> [Task goal]: Take the entries below and print all of them exactly, please.

> [Records provided]:
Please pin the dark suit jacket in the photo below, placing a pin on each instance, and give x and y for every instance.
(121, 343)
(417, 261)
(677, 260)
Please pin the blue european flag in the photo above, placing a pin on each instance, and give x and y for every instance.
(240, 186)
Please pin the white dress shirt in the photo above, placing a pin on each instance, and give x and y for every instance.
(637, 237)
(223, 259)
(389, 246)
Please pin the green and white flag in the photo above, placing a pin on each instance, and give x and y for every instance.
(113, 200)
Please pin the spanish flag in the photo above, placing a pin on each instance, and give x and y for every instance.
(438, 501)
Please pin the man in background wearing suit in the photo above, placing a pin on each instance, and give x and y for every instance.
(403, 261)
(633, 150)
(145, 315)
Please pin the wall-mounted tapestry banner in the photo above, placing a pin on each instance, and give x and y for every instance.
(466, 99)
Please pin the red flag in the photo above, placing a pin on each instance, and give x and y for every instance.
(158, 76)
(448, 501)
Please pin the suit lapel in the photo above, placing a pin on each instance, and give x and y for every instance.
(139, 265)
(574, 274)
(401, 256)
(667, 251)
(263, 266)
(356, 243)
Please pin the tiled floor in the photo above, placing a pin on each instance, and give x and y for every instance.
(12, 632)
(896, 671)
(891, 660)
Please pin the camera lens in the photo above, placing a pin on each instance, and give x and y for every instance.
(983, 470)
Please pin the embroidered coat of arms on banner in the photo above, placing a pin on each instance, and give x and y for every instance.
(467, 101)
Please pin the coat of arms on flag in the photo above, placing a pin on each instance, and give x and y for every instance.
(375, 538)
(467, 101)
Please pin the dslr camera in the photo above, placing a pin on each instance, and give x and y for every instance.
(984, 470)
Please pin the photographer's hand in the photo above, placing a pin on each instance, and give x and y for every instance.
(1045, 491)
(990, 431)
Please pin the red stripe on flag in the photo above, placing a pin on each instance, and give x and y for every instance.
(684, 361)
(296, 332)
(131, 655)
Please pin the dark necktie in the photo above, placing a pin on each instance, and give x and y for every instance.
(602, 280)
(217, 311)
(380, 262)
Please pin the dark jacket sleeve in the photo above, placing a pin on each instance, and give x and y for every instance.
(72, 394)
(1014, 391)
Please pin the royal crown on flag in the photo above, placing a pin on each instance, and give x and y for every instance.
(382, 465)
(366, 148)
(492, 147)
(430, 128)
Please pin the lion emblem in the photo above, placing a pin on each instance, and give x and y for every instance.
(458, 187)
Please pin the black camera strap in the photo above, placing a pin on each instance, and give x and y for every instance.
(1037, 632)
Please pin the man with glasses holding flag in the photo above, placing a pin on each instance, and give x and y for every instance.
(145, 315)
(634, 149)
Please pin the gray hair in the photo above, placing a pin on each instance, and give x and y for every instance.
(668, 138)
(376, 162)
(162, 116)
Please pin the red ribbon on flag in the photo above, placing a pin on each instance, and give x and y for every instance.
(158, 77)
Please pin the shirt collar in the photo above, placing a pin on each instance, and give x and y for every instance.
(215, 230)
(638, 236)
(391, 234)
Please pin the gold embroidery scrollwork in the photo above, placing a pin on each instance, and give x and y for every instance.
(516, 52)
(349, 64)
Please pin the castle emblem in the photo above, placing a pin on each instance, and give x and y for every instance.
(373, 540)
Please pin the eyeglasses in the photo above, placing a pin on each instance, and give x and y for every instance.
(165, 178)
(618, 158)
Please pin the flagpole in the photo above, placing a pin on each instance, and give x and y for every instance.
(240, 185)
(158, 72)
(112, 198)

> [Result of the task]:
Please pin the dark suit jacket in the photo below, placing a pin on each instance, and give x and y for every instance.
(121, 343)
(417, 261)
(677, 260)
Please pin the blue european flag in the photo above, placing a pin on each instance, and give x and y for every instance.
(240, 186)
Please pin the white dress shirt in the photo above, placing a pin on each instance, and give x and y for every instance.
(637, 237)
(223, 259)
(389, 246)
Please pin the green and white flag in the photo above, placing a pin on each instance, and give x and y for every instance.
(113, 200)
Please pin the spanish flag in the photo above, placing a pin on each instance, and give x and y for every instance.
(438, 501)
Please pin the man in background wearing suit in the photo above, placing a pin on each instance, and give x and y for every instance.
(403, 261)
(633, 150)
(145, 315)
Please pin the wall-mounted tapestry banner in the photo above, placing a pin on each instance, and give x and y for every instance.
(466, 99)
Please pin the red flag in the photo above, placing a pin on each instance, and give x and y for every instance.
(158, 76)
(448, 501)
Please pin the suit lapel in the photo above, placing a pin on each instance, and give x and y for every instance.
(139, 265)
(574, 274)
(401, 256)
(667, 251)
(263, 266)
(356, 243)
Please pin the tiled floor in the photo above, placing a pin on each instance, and give x and y for every instance.
(12, 632)
(896, 671)
(891, 660)
Please pin the camera lens in the photo above, placing a pin on each instance, and give x and y for every instance.
(983, 470)
Please pin the embroidered coat of arms on banner in the photo above, placing a pin on each instance, and give x and y for every instance.
(467, 101)
Please pin the coat of arms on flag in the photo above, placing a pin on each instance, and give x and y for every instance.
(375, 538)
(467, 101)
Please pin the dslr camera in the photo above, placing a pin on each instance, and give x and y for every instance.
(984, 470)
Please pin the photographer's hand in the photo above, placing a pin on each instance, and give x and y for every instance.
(1045, 491)
(990, 431)
Please pin the red stripe on flag in the photo above, placing a pin on each instance, and give x and y for every instance.
(684, 361)
(296, 332)
(131, 655)
Please pin the dark necktie in the photo above, placing a pin on each instance, and give x and y for every instance.
(602, 280)
(217, 311)
(380, 262)
Please pin the dark jacket sleeve in the photo above, placing a pin on each instance, and give x and y for every instance.
(72, 394)
(1014, 391)
Please pin the royal crown on flag in the photo above, placing a pin on each instance, and give x and y for every instance.
(382, 465)
(366, 148)
(492, 147)
(430, 128)
Please pin the lion emblem in the photo above, placing a pin on each instance, and give x and y for every instance.
(458, 187)
Please pin the black camera strap in the photo above, placing a pin on each instance, and give x and y for every instance.
(1037, 632)
Please pin the man with glasses holding flag in the photo above, placing a pin on each instance, and give x and y for every instance.
(145, 315)
(634, 149)
Please pin the gray hair in the photo above, placing a pin on each instance, and give x and y for every instance.
(668, 138)
(376, 162)
(162, 116)
Please pin the red ribbon on flag in the photo above, placing a pin on each instance, and give x and y for every instance.
(158, 77)
Please pin the shirt collar in the photo above, placing a pin on each instance, and give x and y for every instance.
(215, 230)
(638, 236)
(391, 234)
Please pin the gold embroidery scrollwork in the photo above, placing a pin on each instance, and give x and y for every instance.
(516, 52)
(349, 64)
Please pin the castle emblem in the photo above, placing a pin on each instance, and give x and y for every instance.
(373, 540)
Please pin the eyeglasses in the photo above, placing a pin on each instance, and give x and y for every instance.
(165, 178)
(618, 158)
Please pin the flagpole in the photo above, placing a pin on each instance, and give x and y for every instance.
(240, 185)
(158, 72)
(112, 198)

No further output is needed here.